#### Your goal
Character for character, give back every line below.

Region pointing data:
+-------+
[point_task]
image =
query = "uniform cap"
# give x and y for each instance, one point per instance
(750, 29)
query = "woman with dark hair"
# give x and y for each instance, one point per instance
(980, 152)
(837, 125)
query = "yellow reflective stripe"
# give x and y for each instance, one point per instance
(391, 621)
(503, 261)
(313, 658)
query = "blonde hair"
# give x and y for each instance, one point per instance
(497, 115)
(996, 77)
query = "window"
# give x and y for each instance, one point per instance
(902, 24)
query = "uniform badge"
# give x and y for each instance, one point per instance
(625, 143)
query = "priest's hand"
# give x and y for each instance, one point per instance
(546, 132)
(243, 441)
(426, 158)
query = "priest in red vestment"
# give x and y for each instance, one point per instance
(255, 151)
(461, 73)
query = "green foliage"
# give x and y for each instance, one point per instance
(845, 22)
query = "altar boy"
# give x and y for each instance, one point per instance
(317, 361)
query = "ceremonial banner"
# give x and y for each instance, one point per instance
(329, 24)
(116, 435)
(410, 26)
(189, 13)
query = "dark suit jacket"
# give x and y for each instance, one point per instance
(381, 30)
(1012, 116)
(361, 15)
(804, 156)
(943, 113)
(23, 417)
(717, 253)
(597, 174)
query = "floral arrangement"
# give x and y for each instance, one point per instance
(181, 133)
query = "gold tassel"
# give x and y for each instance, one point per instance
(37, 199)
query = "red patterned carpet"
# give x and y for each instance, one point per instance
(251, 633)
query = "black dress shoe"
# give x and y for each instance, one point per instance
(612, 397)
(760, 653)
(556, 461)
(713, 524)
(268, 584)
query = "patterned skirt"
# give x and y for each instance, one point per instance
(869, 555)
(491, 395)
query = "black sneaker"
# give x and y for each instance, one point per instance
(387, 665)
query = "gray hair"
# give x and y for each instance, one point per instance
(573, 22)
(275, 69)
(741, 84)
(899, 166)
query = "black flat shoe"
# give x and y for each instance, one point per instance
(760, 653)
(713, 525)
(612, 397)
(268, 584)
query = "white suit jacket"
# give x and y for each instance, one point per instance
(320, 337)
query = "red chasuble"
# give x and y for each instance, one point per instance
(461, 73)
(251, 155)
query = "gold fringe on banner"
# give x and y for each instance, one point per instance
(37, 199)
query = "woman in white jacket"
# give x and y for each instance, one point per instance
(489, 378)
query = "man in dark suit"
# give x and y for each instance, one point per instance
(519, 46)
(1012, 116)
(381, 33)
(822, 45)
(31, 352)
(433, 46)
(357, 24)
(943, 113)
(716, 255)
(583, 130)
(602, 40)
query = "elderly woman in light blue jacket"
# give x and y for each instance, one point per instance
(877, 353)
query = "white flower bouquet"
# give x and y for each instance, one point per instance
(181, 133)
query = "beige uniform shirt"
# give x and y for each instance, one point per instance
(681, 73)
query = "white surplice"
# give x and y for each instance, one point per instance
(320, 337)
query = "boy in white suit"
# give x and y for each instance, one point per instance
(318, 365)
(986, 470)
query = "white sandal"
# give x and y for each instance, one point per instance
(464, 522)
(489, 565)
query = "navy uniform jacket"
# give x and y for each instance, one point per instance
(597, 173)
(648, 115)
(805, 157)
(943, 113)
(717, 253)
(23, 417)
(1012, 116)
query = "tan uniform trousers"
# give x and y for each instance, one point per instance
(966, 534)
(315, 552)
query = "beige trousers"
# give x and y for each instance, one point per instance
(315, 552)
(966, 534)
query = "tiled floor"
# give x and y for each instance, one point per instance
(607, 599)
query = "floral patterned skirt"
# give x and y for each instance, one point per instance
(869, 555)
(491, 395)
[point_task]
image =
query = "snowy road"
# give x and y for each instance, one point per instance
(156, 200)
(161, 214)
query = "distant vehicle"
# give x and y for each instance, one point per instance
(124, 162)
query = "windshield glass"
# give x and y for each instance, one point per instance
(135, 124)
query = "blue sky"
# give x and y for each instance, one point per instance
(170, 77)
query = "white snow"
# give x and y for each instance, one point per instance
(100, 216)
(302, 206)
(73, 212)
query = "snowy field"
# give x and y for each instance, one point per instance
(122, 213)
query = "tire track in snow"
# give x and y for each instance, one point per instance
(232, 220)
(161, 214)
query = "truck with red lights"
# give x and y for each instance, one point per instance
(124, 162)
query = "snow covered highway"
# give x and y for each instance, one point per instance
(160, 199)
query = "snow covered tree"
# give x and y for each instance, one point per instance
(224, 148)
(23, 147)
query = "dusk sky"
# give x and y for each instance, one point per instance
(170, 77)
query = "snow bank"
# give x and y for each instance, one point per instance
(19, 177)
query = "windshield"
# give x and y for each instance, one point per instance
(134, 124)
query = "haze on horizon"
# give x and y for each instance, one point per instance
+-------+
#### Solved problem
[point_task]
image =
query = "uniform cap"
# give x and y for each instance, one point per instance
(750, 29)
query = "woman with dark hair"
# give x and y for each instance, one point per instance
(980, 152)
(837, 125)
query = "yellow reflective stripe"
# give x and y for each instance, one point per instance
(391, 621)
(503, 261)
(313, 658)
query = "blonde hair"
# give x and y for each instance, one point per instance
(497, 115)
(996, 77)
query = "window"
# give x and y for each instance, one point per instance
(902, 24)
query = "uniform badge"
# give x and y for each instance, one point per instance
(625, 143)
query = "priest's hand"
# give x and y for each instance, one point per instance
(546, 132)
(243, 441)
(426, 158)
query = "priest in red vestment"
# give x and y for each instance, one point per instance
(255, 151)
(461, 73)
query = "green foliage"
# give x and y for each instance, one point per instance
(845, 22)
query = "altar boy"
# give x and y for each instance, one point per instance
(317, 361)
query = "ceremonial banner"
# give x and y for each instance, one point per instance
(329, 24)
(116, 435)
(410, 26)
(189, 13)
query = "dark suit jacket"
# give x and y for each instance, one point per instance
(381, 30)
(1012, 116)
(361, 15)
(804, 156)
(943, 113)
(23, 417)
(717, 253)
(597, 174)
query = "floral arrangement"
# give x and y for each instance, one point per instance
(181, 133)
query = "gold tassel"
# give x and y for each instance, one point per instance
(37, 199)
query = "red patterned carpet"
# give x and y for each instance, one point per instance
(251, 633)
query = "black dress shoe"
# give x and y for each instance, one point per instance
(612, 397)
(760, 653)
(556, 461)
(713, 524)
(268, 584)
query = "patterned skirt"
# give x and y for each instance, one point per instance
(869, 555)
(491, 395)
query = "black sneaker"
# give x and y for each instance, one point per instance
(387, 665)
query = "gray hair"
# give x and y for each instance, one point per instance
(573, 22)
(275, 69)
(741, 84)
(899, 166)
query = "black flat shoe"
# give x and y for each instance, one point per instance
(760, 653)
(713, 525)
(612, 397)
(268, 584)
query = "white suit jacket"
# give x and y for each instance, one point per instance
(320, 337)
query = "red chasuble"
# give x and y for each instance, one point per instance
(461, 73)
(251, 155)
query = "gold fringe on banner"
# give x and y for each instance, one point per instance
(37, 199)
query = "woman in white jacket"
# give x and y for each instance, one point per instance
(489, 378)
query = "man in dark suit"
# give x and y for each instance, one point per instance
(519, 46)
(1012, 116)
(381, 33)
(822, 45)
(31, 352)
(433, 46)
(357, 24)
(943, 113)
(716, 255)
(583, 130)
(602, 40)
query = "elderly woman in light blue jacket"
# give x and y for each instance, one point per instance
(877, 353)
query = "white flower bouquet"
# give x and y for each instance, one point per instance
(181, 133)
query = "beige uniform shirt"
# give x and y for each instance, one point per instance
(681, 73)
query = "white surplice"
# give x and y for each instance, one point per instance
(320, 337)
query = "boy in white suit"
# give x and y for each instance, one point per instance
(318, 365)
(986, 470)
query = "white sandal"
# give x and y for each instance, one point per instance
(464, 522)
(489, 565)
query = "navy uniform jacket"
# give x and y for each instance, one point per instance
(597, 173)
(648, 115)
(805, 157)
(943, 113)
(717, 253)
(23, 417)
(1012, 116)
query = "tan uniform trousers"
# give x and y for each instance, one point per instance
(966, 534)
(315, 552)
query = "beige trousers"
# give x and y for each instance, one point per instance
(315, 552)
(966, 534)
query = "tiled floor"
# give x and y for each instance, one point per instance
(607, 599)
query = "floral patterned skirt"
# give x and y for each instance, one point per instance
(869, 555)
(491, 395)
[point_task]
image =
query = "snowy road"
# give x and y for each instance, one point per instance
(156, 200)
(161, 214)
query = "distant vehicle"
# give x and y for each instance, one point per instance
(124, 162)
query = "windshield glass"
# give x and y for each instance, one point per instance
(135, 124)
query = "blue sky"
# give x and y for each instance, one point per instance
(170, 77)
query = "white snow"
# give x and y for each instance, one point per instance
(100, 216)
(302, 206)
(73, 212)
query = "snowy field"
# give x and y for each instance, one point per instance
(122, 213)
query = "tire track in snow"
# give x and y for each instance, one point per instance
(232, 220)
(161, 214)
query = "truck with red lights"
# give x and y for each instance, one point per instance
(124, 162)
query = "snow covered highway"
# give x and y for each instance, one point per instance
(160, 199)
query = "snow covered tree"
# give x and y for each instance, one point per instance
(224, 148)
(23, 147)
query = "dusk sky"
# give x and y for each instance, one point per instance
(170, 77)
query = "snow bank"
# give x and y for each instance, one point per instance
(19, 177)
query = "windshield"
# give x and y for each instance, one point per instance
(134, 124)
query = "haze on horizon"
# give x and y for each instance, one point per instance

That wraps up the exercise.